- Exercise directions
Copy out all of the material below, word for word and line for line.
== Excerpted data
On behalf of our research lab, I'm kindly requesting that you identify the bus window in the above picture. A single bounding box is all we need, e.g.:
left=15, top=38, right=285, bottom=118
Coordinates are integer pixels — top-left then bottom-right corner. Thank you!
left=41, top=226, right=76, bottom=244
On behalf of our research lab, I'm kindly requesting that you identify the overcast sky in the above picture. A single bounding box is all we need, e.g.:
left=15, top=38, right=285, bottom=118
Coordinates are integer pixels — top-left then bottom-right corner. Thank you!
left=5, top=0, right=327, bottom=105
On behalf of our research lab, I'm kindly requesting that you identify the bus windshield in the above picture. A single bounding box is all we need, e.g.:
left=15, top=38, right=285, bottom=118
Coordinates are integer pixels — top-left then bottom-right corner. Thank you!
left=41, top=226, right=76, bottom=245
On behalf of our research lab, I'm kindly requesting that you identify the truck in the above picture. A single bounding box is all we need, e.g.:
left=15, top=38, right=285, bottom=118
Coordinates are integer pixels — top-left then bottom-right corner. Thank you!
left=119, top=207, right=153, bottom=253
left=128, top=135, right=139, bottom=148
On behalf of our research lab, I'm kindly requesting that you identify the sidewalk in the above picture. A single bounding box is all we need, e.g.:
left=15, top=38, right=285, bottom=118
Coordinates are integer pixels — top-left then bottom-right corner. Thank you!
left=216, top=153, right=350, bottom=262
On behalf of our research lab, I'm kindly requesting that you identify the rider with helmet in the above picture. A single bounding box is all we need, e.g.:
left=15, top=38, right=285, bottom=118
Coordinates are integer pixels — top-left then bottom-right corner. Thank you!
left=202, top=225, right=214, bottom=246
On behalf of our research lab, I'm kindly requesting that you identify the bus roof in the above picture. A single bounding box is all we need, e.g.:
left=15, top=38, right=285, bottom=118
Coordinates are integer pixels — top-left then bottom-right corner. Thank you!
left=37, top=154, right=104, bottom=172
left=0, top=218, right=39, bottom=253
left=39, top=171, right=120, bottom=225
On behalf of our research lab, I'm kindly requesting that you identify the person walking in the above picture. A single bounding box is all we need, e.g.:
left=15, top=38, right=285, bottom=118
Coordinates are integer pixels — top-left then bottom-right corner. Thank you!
====
- Solved exercise
On behalf of our research lab, I'm kindly requesting that you identify the bus window in the above picture. A single bounding box is all we need, e.g.:
left=15, top=38, right=285, bottom=118
Coordinates are integer pixels — top-left then bottom-right corner. Thank you!
left=41, top=226, right=76, bottom=244
On behalf of our research lab, I'm kindly requesting that you identify the overcast sky in the above picture. A single bounding box is all we need, e.g.:
left=15, top=38, right=285, bottom=118
Coordinates are integer pixels — top-left then bottom-right corner. Thank you!
left=5, top=0, right=327, bottom=105
On behalf of our research lab, I'm kindly requesting that you identify the bus windshield in the above picture. A single bounding box is all we need, e.g.:
left=15, top=38, right=285, bottom=118
Coordinates are integer pixels — top-left then bottom-right corner. Thank you!
left=41, top=226, right=76, bottom=245
On behalf of our research lab, I'm kindly requesting that you identify the truck in the above picture. A single bounding box is all we need, e.g.:
left=15, top=38, right=285, bottom=118
Coordinates are integer pixels — top-left then bottom-right corner. Thank you!
left=119, top=207, right=153, bottom=253
left=128, top=135, right=139, bottom=148
On behalf of our research lab, I'm kindly requesting that you identify the sidewalk in the above picture. A single bounding box is all we need, e.g.:
left=15, top=38, right=285, bottom=118
Coordinates are integer pixels — top-left then bottom-right corner. Thank you!
left=216, top=153, right=350, bottom=262
On behalf of our research lab, I'm kindly requesting that you identify the rider with helmet in the above picture. A single bounding box is all we need, e.g.:
left=15, top=38, right=285, bottom=118
Coordinates are integer pixels — top-left then bottom-right corner. Thank you!
left=202, top=225, right=214, bottom=246
On behalf of our research lab, I'm kindly requesting that you identify the bus roof in the above picture. A single bounding box is all we need, e.g.:
left=15, top=38, right=285, bottom=118
Coordinates are integer pixels — top-left then bottom-right corner. Thank you!
left=37, top=154, right=104, bottom=172
left=0, top=218, right=39, bottom=253
left=39, top=171, right=120, bottom=225
On behalf of our research lab, I'm kindly requesting that you identify the person walking in the above picture. A single bounding box is all we need, e.g.:
left=15, top=38, right=285, bottom=118
Coordinates are integer pixels — top-left then bottom-right corner. Thank you!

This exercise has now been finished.